#### Required work:
In the liver perfusion figure legends below, what dose of biliverdin was given to the pigs?

#### Provided text:
┏━━
Figure 1. Schematic of the liver perfusion circuit.

Representation of the ex vivo liver perfusion circuit as described in methods. HA: hepatic artery; PV: portal vein; ICV: inferior cava vein; Tb: blood temperature; Tw: water temperature; P: pressure transducer.

Figure 2. Kinetics of serum bilirubin levels in pigs in response to intravenous biliverdin administration.

Biliverdin was administered as a single i.v. bolus of 50 µmol/kg. Results are mean ± SD of 3 pigs/treatment group. The black bars correspond to the donors and the open bars to the recipient.

Figure 3. Effects of biliverdin on IRI-induced liver dysfunction.

A. Biliverdin was administered separately to both donors and recipients before surgery. Bile production as a measure of liver function was collected throughout the experiment and expressed as µl/hr/g liver. Control pigs show very little bile production during 12 hours of reperfusion. Note that biliverdin significantly improved bile production and thus is indicative of better liver function. Results are expressed as mean ± SD from 3 pigs/group. The increase in bile production is statistically significant comparing biliverdin vs Ctrl *p = 0.03. B. Effects biliverdin on urea production. Urea synthesis is expressed as the difference (Δ) of the urea concentration as µg/L/g liver. Results are expressed as means ± SD of 3 pigs/group. *p = 0.022 C. Effects of biliverdin on ammonia clearance. Biliverdin was administered as described above. Ammonia was measured in the serum and the clearance is expressed as a difference (Δ) in ammonia in µmol/L between the inflow and outflow ports of the perfused liver. Results are expressed as mean ± SD of 3 pigs/group. The Δ ammonia clearance is statistically significant between the biliverdin treated vs Ctrl groups, *p = 0.027. D. Effects of biliverdin on serum AST levels. Venous blood samples were taken before and every 2 hours after graft reperfusion and expressed as calculation of the total amount of serum AST released throughout the 12 hr experiment. Livers from untreated controls showed a significant increase in AST levels indicating severe liver damage. Administration of biliverdin prevented the damage and release of AST into the serum vs Ctrl *p = 0.021. Results are mean ± SD of 3 pigs/group.

Figure 4. Effects of biliverdin on hepatocyte cell death.

A. Representative immunostained liver sections for TUNEL and caspase 3 from liver sections harvested pre-ischemia, immediately post-ischemia and 12 hrs after reperfusion ± BV treatment. B. Quantitation of the number of positive cells in each stained sections as described in the methods. The degree of apoptosis and caspase 3 positivity was quantified by counting the number of positive cells among the total cells present in at least 10 selected fields with a minimum of 500 total positive cells counted. There is a statistically significant difference after 12 hrs of reperfusion *p = 0.01 versus ischemia alone and between biliverdin preconditioned animals after 12 hrs of reperfusion compared to controls (*p = 0.017). Results represent mean ± SD of 10 fields from 3 pigs/group where a total number of cells counted was at least 500. Magnification = 400×, Bar represents 50 µm.
┗━━
Saved entries:
┏━━
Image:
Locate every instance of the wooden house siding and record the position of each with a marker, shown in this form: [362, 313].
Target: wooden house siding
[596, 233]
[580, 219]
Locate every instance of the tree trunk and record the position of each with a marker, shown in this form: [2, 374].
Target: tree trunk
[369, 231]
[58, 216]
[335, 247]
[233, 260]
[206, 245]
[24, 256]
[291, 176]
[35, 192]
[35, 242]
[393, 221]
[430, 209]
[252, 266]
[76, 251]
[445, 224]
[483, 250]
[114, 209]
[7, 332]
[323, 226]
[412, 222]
┗━━
#### Answer to the problem:
A single intravenous bolus of 50 µmol/kg.